Segment Start: Document segment

I'm not the first to notice that blaming everything on genetics has become a fad in the medical field. About ten years ago in his Rare Earths, Forbidden Cures book, Dr. Joel Wallach made the assertion that genetic explanations of numerous diseases were just another fad. Genetic models of disease are encouraged by research grant funding sources, often companies that stand to profit from experimental "gene therapy" treatments.
Wallach is a colorful character. If you search the internet for him, you'll find two photos of the man used over and over, one in a cowboy hat and American flag shirt, the other in combat fatigues driving a Humvee. Well, my favorite photo of Wallach isn't a flaky guy on an internet site -- it's found in his Rare Earths, Forbidden Cures book: Wallach in his younger days, wearing a white lab coat, holding an infant monkey with cystic fibrosis. Wallach was the first research scientist to discover cystic fibrosis (CF) in monkeys. He also discovered what caused cystic fibrosis shortly thereafter -- a prenatal selenium deficiency in the mother. Until then (and even now, among traditional doctors), cystic fibrosis was promoted as a "genetic" disease. So Wallach reported these landmark findings to his bosses at the National Institutes of Health, and was promptly fired the next day. Why? Well, isn't it obvious? There goes their cystic fibrosis research money! Who's going to give all those high-priced scientists cushy jobs for their entire lives if the problem has been SOLVED?? And solved with inexpensive vitamins and minerals for a woman during pregnancy, no less!
In 1978, I (Wallach) discovered the first agreed upon CF [cystic fibrosis] in nonhumans; the test animals were NASA monkeys; the diagnosis was agreed to by experts from Johns Hopkins Medical School, Emory University and the CF Foundation!!!! Once they realized that this wasn't a genetic accident but CF was a recreatable selenium deficiency, they fired me within 24 hours' notice, 10 days after my wife had died. Dr. Paul de St. Agnese stated that "if anything important was to be discovered on CF, it would be in his NIH laboratory." Since 1978, we have treated 450 CF patients with excellent results; we have essentially cured infants three months old who started on the program (they are 12 years old today) and have helped CF women have healthy pregnancies and normal babies!
[Wallach goes on to cite additional evidence that cystic fibrosis is caused by a selenium deficiency and throughout his books reveals methods for treating CF patients.] - Joel Wallach, DVM, ND, and Ma Lan, MD, MS, Let's Play Doctor!, p. 77.

Segment End: Document segment
Segment Start: Dataset extract

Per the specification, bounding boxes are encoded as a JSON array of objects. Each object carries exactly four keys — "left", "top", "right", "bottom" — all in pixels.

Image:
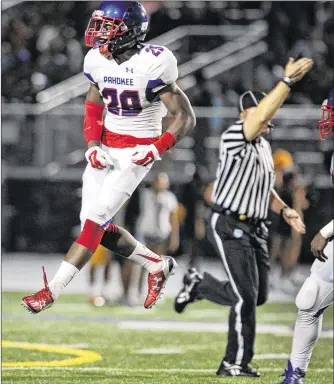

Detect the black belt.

Segment End: Dataset extract

## Questions on the material
a – From the passage on Joel Wallach and cystic fibrosis, transcribe the part that opens with the words containing "[Wallach goes on" and closes with "Doctor!, p. 77.".
b – List every organization or institution named in the passage on Joel Wallach and cystic fibrosis.
The material here has no connection to the passage on Joel Wallach and cystic fibrosis.

## Results
a –
[Wallach goes on to cite additional evidence that cystic fibrosis is caused by a selenium deficiency and throughout his books reveals methods for treating CF patients.] - Joel Wallach, DVM, ND, and Ma Lan, MD, MS, Let's Play Doctor!, p. 77.

b –
- National Institutes of Health (NIH)
- NASA
- Johns Hopkins Medical School
- Emory University
- CF Foundation